((

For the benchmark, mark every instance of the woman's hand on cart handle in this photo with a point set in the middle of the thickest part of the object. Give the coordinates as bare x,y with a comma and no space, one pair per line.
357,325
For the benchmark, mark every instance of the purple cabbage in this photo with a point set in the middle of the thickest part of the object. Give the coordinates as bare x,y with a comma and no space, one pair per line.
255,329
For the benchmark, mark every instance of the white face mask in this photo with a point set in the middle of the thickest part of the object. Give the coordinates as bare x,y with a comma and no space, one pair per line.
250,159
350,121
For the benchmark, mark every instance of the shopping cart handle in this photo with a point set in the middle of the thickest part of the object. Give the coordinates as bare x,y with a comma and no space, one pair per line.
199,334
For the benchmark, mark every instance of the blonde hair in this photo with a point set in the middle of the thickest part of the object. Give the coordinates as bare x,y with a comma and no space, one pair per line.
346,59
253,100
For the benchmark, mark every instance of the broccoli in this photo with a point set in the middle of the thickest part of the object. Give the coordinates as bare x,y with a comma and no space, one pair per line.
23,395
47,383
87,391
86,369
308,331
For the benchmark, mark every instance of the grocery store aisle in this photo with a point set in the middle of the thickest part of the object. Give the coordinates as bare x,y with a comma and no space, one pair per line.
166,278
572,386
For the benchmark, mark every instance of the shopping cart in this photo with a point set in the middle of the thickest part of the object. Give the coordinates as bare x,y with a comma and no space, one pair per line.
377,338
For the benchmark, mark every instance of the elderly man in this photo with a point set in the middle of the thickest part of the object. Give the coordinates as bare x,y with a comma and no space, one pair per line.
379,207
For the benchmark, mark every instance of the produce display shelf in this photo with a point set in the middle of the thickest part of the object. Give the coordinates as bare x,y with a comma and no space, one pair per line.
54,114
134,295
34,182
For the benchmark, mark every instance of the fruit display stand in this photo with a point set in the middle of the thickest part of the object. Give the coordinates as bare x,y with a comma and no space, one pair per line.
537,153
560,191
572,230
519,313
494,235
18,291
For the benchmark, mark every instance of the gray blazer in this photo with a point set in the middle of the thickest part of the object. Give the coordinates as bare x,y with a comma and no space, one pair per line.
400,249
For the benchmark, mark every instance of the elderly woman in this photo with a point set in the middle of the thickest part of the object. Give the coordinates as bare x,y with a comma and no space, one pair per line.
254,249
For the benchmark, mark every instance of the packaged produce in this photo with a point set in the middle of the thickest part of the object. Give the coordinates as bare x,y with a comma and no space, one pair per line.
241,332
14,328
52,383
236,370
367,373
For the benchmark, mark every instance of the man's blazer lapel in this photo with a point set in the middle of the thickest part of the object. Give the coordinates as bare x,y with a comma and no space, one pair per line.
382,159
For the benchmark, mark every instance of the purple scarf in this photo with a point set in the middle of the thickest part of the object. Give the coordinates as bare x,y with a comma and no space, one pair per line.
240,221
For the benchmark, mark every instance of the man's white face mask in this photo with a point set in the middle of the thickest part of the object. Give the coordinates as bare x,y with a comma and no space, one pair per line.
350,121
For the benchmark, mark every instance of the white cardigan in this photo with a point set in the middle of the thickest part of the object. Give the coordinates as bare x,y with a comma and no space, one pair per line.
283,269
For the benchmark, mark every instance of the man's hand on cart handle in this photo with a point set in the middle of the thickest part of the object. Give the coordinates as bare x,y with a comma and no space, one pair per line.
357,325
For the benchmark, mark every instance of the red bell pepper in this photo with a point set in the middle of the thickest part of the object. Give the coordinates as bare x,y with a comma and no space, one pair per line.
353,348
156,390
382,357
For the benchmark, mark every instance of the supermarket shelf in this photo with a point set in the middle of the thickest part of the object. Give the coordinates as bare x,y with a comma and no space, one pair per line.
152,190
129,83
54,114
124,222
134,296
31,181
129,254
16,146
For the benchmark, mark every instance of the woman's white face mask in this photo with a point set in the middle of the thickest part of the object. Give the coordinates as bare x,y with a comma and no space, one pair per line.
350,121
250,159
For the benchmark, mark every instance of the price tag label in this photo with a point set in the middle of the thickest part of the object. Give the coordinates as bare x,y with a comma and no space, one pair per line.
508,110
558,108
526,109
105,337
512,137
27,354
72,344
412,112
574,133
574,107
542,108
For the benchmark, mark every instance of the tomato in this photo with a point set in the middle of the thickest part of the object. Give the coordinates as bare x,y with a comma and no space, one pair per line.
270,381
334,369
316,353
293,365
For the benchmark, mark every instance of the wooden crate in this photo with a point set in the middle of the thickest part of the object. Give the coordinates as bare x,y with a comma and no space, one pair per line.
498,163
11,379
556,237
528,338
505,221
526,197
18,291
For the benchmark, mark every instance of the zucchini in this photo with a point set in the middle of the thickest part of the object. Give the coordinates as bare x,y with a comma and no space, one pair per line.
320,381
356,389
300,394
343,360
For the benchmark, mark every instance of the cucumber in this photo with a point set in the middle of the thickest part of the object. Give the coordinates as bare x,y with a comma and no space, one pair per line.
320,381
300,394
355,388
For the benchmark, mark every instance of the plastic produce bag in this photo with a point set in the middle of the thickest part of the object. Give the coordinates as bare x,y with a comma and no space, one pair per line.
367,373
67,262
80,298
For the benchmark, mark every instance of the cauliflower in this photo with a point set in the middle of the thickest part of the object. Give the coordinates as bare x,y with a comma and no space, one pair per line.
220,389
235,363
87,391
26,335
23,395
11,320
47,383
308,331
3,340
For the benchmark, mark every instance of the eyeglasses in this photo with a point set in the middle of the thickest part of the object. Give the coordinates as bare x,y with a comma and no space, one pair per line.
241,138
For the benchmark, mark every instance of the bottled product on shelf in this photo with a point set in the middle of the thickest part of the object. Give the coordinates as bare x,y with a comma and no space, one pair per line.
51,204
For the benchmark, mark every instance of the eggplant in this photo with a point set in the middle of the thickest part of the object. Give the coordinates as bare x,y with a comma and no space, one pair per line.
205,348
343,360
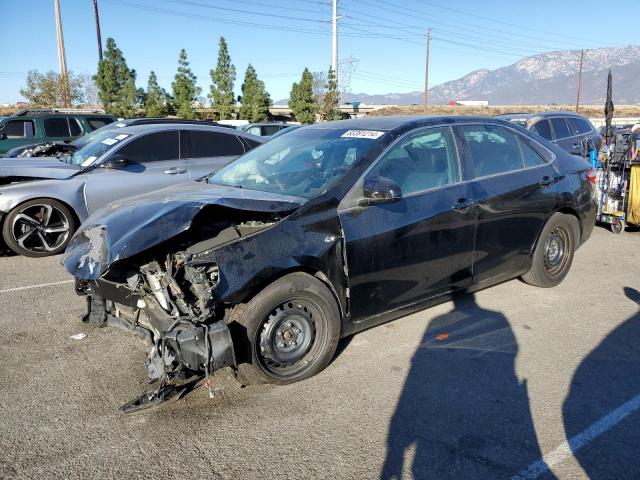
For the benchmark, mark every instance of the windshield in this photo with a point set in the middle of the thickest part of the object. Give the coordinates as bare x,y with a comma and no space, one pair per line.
98,146
304,163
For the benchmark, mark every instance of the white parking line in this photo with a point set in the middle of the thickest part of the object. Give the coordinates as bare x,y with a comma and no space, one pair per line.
568,448
40,285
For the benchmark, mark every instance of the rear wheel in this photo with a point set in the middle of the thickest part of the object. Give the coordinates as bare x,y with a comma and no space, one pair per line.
553,254
291,331
38,228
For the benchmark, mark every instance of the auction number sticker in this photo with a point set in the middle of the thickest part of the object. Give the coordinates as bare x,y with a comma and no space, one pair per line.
372,134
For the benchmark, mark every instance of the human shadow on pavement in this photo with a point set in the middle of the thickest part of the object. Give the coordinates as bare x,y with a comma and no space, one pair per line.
462,408
606,389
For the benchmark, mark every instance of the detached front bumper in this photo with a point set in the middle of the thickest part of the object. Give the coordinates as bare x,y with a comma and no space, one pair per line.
176,347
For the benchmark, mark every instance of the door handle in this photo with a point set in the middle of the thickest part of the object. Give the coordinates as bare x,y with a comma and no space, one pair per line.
463,205
546,181
175,171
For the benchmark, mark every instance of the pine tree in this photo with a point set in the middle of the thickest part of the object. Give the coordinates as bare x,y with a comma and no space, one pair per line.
113,81
155,102
255,99
331,102
222,79
302,101
184,88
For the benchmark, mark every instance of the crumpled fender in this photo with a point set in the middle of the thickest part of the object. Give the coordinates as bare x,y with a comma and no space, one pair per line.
130,226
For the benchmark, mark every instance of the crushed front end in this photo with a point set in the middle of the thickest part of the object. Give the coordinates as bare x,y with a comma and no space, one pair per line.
169,298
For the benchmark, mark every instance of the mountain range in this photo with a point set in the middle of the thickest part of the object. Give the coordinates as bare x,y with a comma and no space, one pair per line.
544,79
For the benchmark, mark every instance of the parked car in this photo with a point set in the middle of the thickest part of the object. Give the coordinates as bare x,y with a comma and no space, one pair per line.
326,231
43,200
624,129
262,129
45,125
288,129
50,149
570,131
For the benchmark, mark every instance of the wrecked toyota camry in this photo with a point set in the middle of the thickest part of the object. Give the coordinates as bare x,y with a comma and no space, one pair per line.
323,232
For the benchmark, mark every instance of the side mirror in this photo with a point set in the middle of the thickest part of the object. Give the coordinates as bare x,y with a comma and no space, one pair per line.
117,161
380,190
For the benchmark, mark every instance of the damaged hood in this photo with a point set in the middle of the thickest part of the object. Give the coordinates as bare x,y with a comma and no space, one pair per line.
41,167
132,225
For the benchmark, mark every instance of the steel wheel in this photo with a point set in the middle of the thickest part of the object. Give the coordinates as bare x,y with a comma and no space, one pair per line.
558,243
286,337
38,228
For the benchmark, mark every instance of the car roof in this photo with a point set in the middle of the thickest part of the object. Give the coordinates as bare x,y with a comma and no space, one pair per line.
395,122
530,115
156,127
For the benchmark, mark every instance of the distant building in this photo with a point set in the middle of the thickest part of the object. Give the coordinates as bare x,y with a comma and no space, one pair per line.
469,103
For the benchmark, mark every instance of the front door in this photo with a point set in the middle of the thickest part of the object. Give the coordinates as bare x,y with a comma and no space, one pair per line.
153,162
419,246
515,188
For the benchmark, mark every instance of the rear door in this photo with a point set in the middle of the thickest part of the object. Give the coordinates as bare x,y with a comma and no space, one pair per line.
419,246
210,151
516,189
153,162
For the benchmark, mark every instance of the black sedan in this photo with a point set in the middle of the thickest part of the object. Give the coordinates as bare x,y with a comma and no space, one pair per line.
326,231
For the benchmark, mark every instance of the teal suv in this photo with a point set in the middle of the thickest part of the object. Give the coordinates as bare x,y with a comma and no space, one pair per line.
28,127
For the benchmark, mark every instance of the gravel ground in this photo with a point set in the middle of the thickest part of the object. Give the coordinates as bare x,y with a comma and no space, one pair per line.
522,370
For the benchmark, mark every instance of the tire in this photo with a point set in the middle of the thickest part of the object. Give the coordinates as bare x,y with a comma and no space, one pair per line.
38,228
554,251
286,333
618,227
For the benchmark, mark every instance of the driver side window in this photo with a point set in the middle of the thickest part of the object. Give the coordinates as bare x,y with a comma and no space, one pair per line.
422,161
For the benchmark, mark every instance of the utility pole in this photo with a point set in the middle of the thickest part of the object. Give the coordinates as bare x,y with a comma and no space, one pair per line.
426,73
579,81
97,17
334,45
62,59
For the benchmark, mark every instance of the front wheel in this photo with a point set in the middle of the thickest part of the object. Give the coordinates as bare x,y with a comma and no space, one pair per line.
38,228
554,251
291,331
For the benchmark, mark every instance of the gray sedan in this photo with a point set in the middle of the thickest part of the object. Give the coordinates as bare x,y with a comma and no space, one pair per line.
43,200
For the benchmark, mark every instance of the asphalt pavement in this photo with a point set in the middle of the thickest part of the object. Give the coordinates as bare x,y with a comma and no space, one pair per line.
512,382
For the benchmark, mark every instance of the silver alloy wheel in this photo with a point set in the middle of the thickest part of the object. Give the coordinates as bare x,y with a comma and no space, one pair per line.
40,228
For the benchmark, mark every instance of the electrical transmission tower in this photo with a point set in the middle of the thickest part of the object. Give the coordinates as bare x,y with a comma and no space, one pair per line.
346,66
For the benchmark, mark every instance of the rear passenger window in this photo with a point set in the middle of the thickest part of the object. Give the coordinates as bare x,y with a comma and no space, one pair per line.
153,147
561,128
214,144
493,149
580,125
99,122
74,127
543,129
529,155
18,129
56,127
422,161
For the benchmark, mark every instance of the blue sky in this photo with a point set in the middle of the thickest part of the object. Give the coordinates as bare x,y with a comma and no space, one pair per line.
386,37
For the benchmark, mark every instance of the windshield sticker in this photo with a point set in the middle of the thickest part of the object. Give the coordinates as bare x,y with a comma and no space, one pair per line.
371,134
88,161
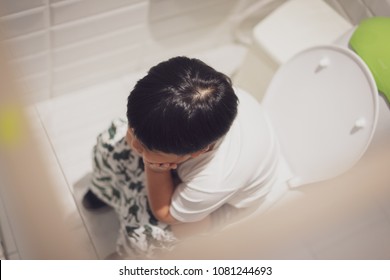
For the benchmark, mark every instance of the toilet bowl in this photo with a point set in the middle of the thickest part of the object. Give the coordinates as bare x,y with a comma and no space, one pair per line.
323,107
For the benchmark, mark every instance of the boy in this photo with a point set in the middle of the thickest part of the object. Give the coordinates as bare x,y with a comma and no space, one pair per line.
194,154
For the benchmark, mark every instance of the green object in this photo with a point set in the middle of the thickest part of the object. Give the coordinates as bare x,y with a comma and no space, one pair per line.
371,41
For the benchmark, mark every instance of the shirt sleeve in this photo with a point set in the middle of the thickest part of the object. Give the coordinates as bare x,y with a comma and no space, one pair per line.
192,205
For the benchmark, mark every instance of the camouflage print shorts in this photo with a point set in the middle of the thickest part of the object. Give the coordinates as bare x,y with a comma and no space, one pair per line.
118,179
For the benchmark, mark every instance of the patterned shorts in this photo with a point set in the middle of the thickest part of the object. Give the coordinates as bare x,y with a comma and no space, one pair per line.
118,179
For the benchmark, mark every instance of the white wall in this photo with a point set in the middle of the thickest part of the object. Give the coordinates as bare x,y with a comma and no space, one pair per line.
62,45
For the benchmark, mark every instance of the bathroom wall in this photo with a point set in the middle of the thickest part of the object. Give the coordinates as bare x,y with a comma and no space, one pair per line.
59,46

))

■ **EXERCISE DETAILS**
Rewrite the stretch from the line containing "For the benchmark, mark every instance of the patterned" through the end of the records, putting "widest" in place of "thickest" and leaving everything else the same.

■ **RESULT FOR THIS EXERCISE**
For the benchmark, mark every instance of the patterned shorts in this photo with a point set in the middle of the widest part of the object. Give the coordinates as bare x,y with a comma and no space, one pair per line.
118,179
For the benchmark, mark every instance of the white wall in this photo with a point set in the middle of the widest part of the object. Give the coordinates as bare x,y with a comma and no space, one pair per line.
62,45
For the benchmark, mark every instance of the bathroom wall in this photo with a point set in the middle of the widest part of the object. Give the coordinates as bare x,y with a comma and no space, one pair per line.
59,46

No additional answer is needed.